[REQUIRED WORK] In the records below, repeat word for word only the lines starting at the one that contains "pin the rocky terrain, one dot per instance" and ending at the one that contains "pin the seed pod, one dot per instance", pictures excluded.

Collection entries:
◆ ◆ ◆ ◆ ◆
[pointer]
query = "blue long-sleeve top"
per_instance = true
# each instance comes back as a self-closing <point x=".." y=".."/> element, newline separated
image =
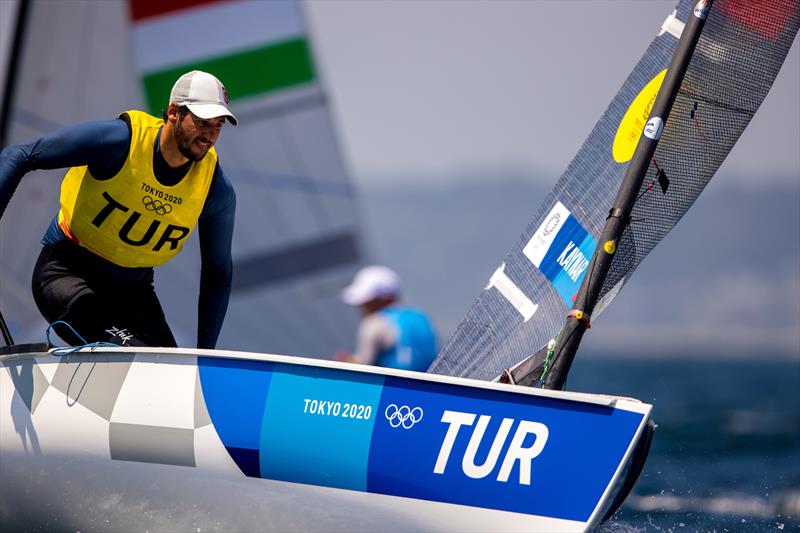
<point x="103" y="146"/>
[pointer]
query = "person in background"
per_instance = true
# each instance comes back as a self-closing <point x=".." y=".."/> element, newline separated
<point x="389" y="335"/>
<point x="137" y="187"/>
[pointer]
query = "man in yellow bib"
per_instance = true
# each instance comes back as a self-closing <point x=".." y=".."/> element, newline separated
<point x="136" y="188"/>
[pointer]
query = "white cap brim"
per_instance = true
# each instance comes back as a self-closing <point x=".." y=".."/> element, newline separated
<point x="207" y="111"/>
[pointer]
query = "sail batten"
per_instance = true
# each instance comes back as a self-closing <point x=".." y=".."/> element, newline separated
<point x="737" y="58"/>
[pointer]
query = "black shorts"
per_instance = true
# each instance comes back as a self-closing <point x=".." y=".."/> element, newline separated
<point x="102" y="302"/>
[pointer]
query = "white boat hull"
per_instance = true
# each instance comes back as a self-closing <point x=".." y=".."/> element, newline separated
<point x="172" y="439"/>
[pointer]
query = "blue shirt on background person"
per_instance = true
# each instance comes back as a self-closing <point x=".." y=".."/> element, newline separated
<point x="389" y="335"/>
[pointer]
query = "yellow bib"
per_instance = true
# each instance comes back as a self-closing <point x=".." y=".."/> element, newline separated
<point x="131" y="219"/>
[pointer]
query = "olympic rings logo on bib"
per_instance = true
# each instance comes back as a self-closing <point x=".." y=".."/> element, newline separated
<point x="403" y="416"/>
<point x="151" y="204"/>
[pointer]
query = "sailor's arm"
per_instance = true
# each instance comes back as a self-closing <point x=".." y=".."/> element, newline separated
<point x="216" y="232"/>
<point x="99" y="144"/>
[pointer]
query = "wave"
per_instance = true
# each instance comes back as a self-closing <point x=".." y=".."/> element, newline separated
<point x="781" y="505"/>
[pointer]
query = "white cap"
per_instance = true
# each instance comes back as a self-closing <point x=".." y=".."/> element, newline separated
<point x="370" y="283"/>
<point x="203" y="94"/>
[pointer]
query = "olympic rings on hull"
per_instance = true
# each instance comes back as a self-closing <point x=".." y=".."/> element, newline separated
<point x="403" y="416"/>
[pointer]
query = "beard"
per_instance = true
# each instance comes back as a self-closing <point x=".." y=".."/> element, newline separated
<point x="185" y="144"/>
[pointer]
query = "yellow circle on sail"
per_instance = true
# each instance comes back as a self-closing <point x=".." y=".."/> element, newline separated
<point x="632" y="124"/>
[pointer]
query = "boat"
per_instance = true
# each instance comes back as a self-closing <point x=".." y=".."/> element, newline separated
<point x="119" y="438"/>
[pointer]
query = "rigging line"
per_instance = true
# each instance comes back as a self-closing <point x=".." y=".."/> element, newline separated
<point x="716" y="103"/>
<point x="277" y="110"/>
<point x="14" y="63"/>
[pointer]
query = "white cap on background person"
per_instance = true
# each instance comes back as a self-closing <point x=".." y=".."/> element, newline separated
<point x="370" y="283"/>
<point x="203" y="94"/>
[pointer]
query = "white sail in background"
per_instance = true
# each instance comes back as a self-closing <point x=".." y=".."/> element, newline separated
<point x="296" y="241"/>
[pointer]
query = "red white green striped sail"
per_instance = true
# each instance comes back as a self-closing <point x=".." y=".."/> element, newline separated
<point x="264" y="47"/>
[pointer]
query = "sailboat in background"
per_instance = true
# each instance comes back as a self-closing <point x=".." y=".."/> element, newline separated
<point x="298" y="237"/>
<point x="186" y="439"/>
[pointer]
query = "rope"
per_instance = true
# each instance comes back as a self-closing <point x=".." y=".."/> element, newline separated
<point x="551" y="348"/>
<point x="67" y="350"/>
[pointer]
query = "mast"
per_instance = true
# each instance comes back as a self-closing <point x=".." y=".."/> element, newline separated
<point x="578" y="319"/>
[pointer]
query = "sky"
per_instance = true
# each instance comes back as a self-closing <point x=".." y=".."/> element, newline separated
<point x="434" y="88"/>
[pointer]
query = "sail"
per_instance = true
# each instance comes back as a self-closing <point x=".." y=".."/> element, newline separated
<point x="297" y="240"/>
<point x="523" y="306"/>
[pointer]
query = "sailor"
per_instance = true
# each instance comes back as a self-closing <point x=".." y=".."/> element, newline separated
<point x="136" y="188"/>
<point x="389" y="335"/>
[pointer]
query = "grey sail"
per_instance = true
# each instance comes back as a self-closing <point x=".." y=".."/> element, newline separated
<point x="297" y="239"/>
<point x="523" y="306"/>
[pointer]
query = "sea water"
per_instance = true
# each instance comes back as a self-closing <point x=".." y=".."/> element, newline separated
<point x="726" y="451"/>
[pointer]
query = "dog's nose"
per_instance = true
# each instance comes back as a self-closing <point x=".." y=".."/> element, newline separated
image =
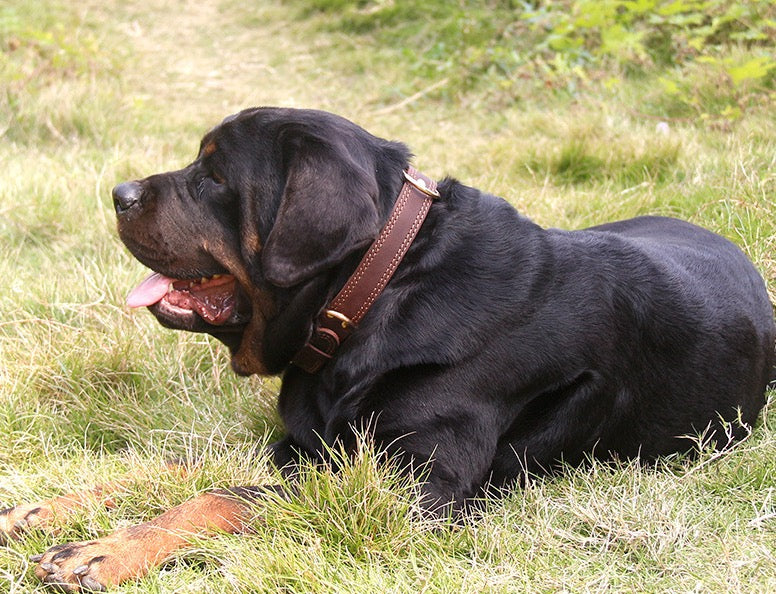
<point x="126" y="195"/>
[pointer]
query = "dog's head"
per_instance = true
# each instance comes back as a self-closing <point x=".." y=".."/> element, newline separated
<point x="275" y="198"/>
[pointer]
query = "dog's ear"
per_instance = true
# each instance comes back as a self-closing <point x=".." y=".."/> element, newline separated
<point x="328" y="208"/>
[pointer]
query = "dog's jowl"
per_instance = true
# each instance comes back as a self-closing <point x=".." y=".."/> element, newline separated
<point x="451" y="325"/>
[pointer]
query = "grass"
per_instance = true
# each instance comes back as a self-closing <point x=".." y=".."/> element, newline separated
<point x="98" y="92"/>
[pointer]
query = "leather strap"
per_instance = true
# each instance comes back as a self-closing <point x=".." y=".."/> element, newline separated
<point x="335" y="323"/>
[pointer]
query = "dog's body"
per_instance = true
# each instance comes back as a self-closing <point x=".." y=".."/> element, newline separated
<point x="498" y="348"/>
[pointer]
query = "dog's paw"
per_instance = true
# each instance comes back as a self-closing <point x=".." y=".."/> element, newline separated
<point x="92" y="565"/>
<point x="14" y="521"/>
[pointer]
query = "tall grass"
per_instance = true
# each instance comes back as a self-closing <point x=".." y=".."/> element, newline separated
<point x="98" y="92"/>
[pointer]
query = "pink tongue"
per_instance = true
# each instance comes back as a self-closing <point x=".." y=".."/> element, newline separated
<point x="150" y="291"/>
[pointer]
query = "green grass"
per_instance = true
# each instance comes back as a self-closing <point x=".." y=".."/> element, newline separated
<point x="93" y="93"/>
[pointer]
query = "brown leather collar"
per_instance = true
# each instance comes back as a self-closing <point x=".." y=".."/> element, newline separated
<point x="341" y="317"/>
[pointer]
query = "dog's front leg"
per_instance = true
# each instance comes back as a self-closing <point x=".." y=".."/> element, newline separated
<point x="52" y="513"/>
<point x="129" y="553"/>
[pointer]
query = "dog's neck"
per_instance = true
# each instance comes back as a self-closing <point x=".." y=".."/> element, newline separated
<point x="343" y="314"/>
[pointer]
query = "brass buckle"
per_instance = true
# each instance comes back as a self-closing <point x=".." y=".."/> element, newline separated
<point x="421" y="185"/>
<point x="344" y="320"/>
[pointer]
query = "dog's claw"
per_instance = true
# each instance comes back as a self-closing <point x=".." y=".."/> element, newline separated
<point x="49" y="567"/>
<point x="92" y="584"/>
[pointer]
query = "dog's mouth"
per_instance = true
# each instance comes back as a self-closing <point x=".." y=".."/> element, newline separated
<point x="186" y="303"/>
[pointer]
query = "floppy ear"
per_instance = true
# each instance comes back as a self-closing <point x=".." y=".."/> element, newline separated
<point x="327" y="211"/>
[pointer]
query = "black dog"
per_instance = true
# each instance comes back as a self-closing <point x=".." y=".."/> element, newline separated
<point x="497" y="349"/>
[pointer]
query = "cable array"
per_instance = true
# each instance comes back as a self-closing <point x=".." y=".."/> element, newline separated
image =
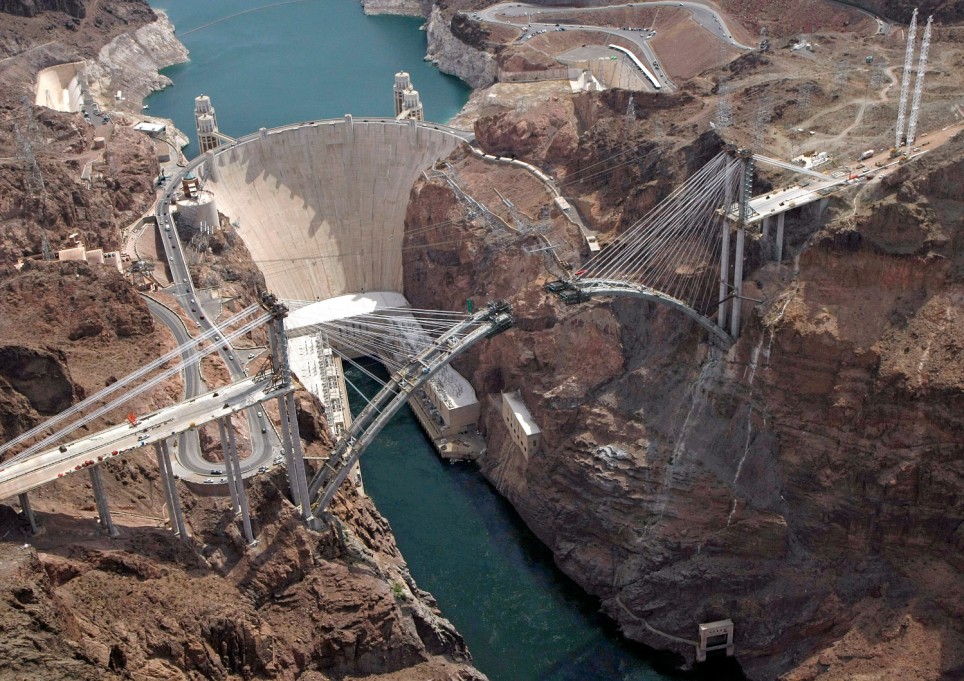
<point x="391" y="335"/>
<point x="214" y="333"/>
<point x="675" y="248"/>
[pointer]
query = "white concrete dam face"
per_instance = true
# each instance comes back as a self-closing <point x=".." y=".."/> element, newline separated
<point x="321" y="206"/>
<point x="58" y="87"/>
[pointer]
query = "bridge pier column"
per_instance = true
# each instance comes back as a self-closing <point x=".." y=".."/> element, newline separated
<point x="821" y="207"/>
<point x="765" y="237"/>
<point x="233" y="470"/>
<point x="737" y="283"/>
<point x="778" y="245"/>
<point x="178" y="514"/>
<point x="724" y="276"/>
<point x="28" y="513"/>
<point x="100" y="496"/>
<point x="298" y="459"/>
<point x="226" y="450"/>
<point x="170" y="489"/>
<point x="289" y="459"/>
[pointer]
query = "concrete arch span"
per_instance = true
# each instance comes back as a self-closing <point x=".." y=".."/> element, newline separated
<point x="602" y="287"/>
<point x="321" y="205"/>
<point x="59" y="88"/>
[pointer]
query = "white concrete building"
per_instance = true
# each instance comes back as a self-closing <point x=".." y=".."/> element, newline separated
<point x="96" y="256"/>
<point x="451" y="406"/>
<point x="522" y="427"/>
<point x="59" y="87"/>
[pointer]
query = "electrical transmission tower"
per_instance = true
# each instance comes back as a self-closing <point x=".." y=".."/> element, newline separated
<point x="919" y="85"/>
<point x="905" y="82"/>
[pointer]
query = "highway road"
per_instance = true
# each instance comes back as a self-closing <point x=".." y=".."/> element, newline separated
<point x="705" y="16"/>
<point x="74" y="457"/>
<point x="187" y="460"/>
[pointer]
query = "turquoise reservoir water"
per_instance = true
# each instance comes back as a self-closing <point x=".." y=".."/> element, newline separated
<point x="283" y="63"/>
<point x="269" y="64"/>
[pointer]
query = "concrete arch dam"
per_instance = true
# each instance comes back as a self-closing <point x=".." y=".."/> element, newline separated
<point x="321" y="205"/>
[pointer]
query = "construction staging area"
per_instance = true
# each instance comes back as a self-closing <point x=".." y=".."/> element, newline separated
<point x="321" y="208"/>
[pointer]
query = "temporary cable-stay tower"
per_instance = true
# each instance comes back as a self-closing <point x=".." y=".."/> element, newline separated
<point x="905" y="81"/>
<point x="919" y="85"/>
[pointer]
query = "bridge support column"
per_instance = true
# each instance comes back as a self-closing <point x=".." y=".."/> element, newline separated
<point x="233" y="462"/>
<point x="297" y="477"/>
<point x="737" y="283"/>
<point x="289" y="459"/>
<point x="778" y="245"/>
<point x="170" y="489"/>
<point x="100" y="496"/>
<point x="746" y="187"/>
<point x="821" y="207"/>
<point x="28" y="513"/>
<point x="724" y="276"/>
<point x="298" y="460"/>
<point x="226" y="450"/>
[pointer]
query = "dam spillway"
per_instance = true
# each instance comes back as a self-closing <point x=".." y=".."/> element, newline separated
<point x="321" y="205"/>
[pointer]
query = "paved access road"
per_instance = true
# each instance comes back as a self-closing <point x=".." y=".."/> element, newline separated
<point x="116" y="440"/>
<point x="705" y="16"/>
<point x="187" y="459"/>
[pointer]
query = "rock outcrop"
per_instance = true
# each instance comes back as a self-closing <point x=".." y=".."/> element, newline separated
<point x="473" y="65"/>
<point x="806" y="482"/>
<point x="412" y="8"/>
<point x="130" y="63"/>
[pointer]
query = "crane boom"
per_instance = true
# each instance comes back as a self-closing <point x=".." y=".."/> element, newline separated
<point x="919" y="85"/>
<point x="905" y="81"/>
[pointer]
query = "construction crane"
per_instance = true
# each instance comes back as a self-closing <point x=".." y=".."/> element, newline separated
<point x="905" y="82"/>
<point x="919" y="85"/>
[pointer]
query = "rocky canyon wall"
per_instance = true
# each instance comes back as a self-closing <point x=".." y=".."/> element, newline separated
<point x="805" y="482"/>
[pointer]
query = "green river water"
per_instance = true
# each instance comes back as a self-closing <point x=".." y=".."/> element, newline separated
<point x="269" y="64"/>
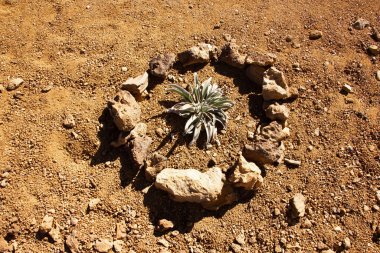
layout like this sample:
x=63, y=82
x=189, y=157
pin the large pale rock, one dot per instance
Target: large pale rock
x=139, y=148
x=246, y=175
x=190, y=185
x=277, y=112
x=161, y=64
x=125, y=111
x=136, y=86
x=261, y=59
x=297, y=205
x=202, y=53
x=231, y=56
x=274, y=85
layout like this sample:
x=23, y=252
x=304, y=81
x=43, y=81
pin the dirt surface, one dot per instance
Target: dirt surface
x=79, y=48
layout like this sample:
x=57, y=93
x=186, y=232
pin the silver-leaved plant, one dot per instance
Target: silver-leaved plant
x=204, y=105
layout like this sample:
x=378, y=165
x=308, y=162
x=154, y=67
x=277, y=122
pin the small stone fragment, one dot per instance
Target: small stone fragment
x=297, y=205
x=138, y=149
x=231, y=56
x=161, y=64
x=72, y=244
x=373, y=50
x=164, y=225
x=103, y=245
x=360, y=24
x=14, y=83
x=347, y=88
x=136, y=86
x=4, y=247
x=277, y=112
x=203, y=53
x=69, y=121
x=315, y=34
x=246, y=175
x=260, y=59
x=46, y=224
x=346, y=243
x=240, y=238
x=121, y=230
x=255, y=74
x=294, y=163
x=55, y=235
x=118, y=246
x=274, y=85
x=93, y=203
x=125, y=111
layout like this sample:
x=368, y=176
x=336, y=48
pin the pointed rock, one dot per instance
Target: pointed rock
x=125, y=111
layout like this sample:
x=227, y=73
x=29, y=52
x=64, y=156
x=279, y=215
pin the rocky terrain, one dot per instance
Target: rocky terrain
x=91, y=160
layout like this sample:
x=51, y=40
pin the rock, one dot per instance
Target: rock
x=231, y=56
x=152, y=172
x=118, y=246
x=55, y=235
x=161, y=64
x=277, y=112
x=236, y=248
x=293, y=163
x=14, y=83
x=164, y=225
x=121, y=230
x=202, y=53
x=246, y=175
x=255, y=74
x=315, y=34
x=138, y=148
x=373, y=50
x=274, y=85
x=297, y=205
x=240, y=238
x=93, y=203
x=103, y=245
x=125, y=111
x=136, y=86
x=47, y=88
x=4, y=247
x=347, y=88
x=360, y=24
x=306, y=224
x=69, y=121
x=72, y=244
x=46, y=224
x=375, y=35
x=346, y=243
x=190, y=185
x=260, y=59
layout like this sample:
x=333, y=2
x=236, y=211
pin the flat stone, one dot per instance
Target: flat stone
x=231, y=56
x=246, y=175
x=46, y=224
x=138, y=148
x=161, y=64
x=277, y=112
x=297, y=205
x=14, y=83
x=125, y=111
x=136, y=86
x=202, y=53
x=103, y=245
x=275, y=85
x=360, y=24
x=315, y=34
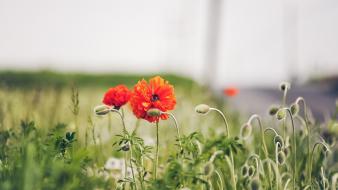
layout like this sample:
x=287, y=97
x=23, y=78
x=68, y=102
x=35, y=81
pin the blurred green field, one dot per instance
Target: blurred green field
x=38, y=109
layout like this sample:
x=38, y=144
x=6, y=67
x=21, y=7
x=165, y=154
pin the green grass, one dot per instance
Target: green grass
x=39, y=149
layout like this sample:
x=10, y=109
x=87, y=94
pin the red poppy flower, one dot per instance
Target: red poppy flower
x=158, y=93
x=117, y=96
x=231, y=91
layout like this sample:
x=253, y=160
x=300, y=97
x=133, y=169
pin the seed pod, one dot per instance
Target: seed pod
x=251, y=171
x=284, y=86
x=124, y=147
x=273, y=110
x=286, y=151
x=102, y=110
x=202, y=109
x=209, y=169
x=255, y=184
x=294, y=109
x=245, y=170
x=281, y=114
x=246, y=130
x=279, y=141
x=153, y=112
x=281, y=158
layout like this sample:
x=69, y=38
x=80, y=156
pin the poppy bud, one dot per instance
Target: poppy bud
x=281, y=158
x=273, y=110
x=125, y=147
x=281, y=114
x=251, y=171
x=294, y=109
x=202, y=109
x=154, y=112
x=244, y=170
x=284, y=86
x=279, y=139
x=286, y=152
x=255, y=185
x=102, y=110
x=246, y=130
x=209, y=169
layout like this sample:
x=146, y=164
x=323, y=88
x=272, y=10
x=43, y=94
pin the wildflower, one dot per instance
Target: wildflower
x=117, y=96
x=158, y=94
x=231, y=91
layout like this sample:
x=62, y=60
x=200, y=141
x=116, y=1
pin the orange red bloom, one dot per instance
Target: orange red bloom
x=231, y=91
x=158, y=93
x=117, y=96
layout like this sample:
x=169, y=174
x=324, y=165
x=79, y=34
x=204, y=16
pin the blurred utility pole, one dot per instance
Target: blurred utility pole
x=291, y=25
x=213, y=27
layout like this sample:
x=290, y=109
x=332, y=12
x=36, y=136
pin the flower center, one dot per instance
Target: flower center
x=154, y=98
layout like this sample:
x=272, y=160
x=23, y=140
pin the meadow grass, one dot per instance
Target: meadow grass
x=50, y=138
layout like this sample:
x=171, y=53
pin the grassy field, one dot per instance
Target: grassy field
x=50, y=138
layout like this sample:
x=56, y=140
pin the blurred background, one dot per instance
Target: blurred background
x=249, y=45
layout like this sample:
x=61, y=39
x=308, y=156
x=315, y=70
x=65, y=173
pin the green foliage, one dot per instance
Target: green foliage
x=46, y=145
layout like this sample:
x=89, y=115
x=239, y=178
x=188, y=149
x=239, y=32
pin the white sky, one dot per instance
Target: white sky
x=258, y=41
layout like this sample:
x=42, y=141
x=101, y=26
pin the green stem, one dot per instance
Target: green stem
x=232, y=170
x=177, y=129
x=311, y=161
x=301, y=99
x=263, y=143
x=157, y=151
x=224, y=119
x=294, y=149
x=131, y=164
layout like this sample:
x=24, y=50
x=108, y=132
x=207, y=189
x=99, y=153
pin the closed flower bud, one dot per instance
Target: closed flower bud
x=246, y=130
x=255, y=185
x=102, y=110
x=284, y=86
x=273, y=110
x=281, y=114
x=154, y=112
x=294, y=109
x=124, y=147
x=279, y=141
x=208, y=169
x=251, y=171
x=202, y=109
x=281, y=157
x=286, y=152
x=244, y=170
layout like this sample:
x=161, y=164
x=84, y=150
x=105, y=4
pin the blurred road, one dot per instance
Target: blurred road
◆ ◆ ◆ ◆ ◆
[EXPECTED ANSWER]
pin the rocky terrain, one dot per instance
Target: rocky terrain
x=91, y=160
layout like this sample:
x=51, y=40
pin the rock, one dot per instance
Target: rock
x=231, y=56
x=152, y=172
x=118, y=246
x=55, y=235
x=161, y=64
x=277, y=112
x=236, y=248
x=293, y=163
x=14, y=83
x=164, y=225
x=121, y=230
x=202, y=53
x=246, y=175
x=255, y=74
x=315, y=34
x=138, y=148
x=373, y=50
x=274, y=85
x=297, y=205
x=240, y=238
x=93, y=203
x=103, y=245
x=125, y=111
x=136, y=86
x=47, y=88
x=4, y=247
x=347, y=88
x=360, y=24
x=306, y=224
x=69, y=121
x=72, y=244
x=46, y=224
x=375, y=35
x=346, y=243
x=190, y=185
x=260, y=59
layout like this sample:
x=333, y=2
x=236, y=211
pin the flat stone, one dot per instance
Target: flat stone
x=231, y=56
x=246, y=175
x=46, y=224
x=138, y=148
x=161, y=64
x=277, y=112
x=297, y=205
x=14, y=83
x=125, y=111
x=136, y=86
x=202, y=53
x=103, y=245
x=275, y=85
x=360, y=24
x=315, y=34
layout like this sample:
x=287, y=97
x=23, y=78
x=68, y=102
x=35, y=81
pin the blurred green field, one dot per instance
Target: blurred green field
x=38, y=109
layout like this sample:
x=38, y=144
x=6, y=67
x=21, y=7
x=165, y=154
pin the green grass, one dot per instance
Target: green grass
x=39, y=149
layout like this sample:
x=10, y=109
x=87, y=94
pin the red poppy flower, one dot per instance
Target: red poppy flower
x=158, y=93
x=117, y=96
x=231, y=91
layout like this sample:
x=253, y=160
x=300, y=97
x=133, y=169
pin the seed pod, one dot per instance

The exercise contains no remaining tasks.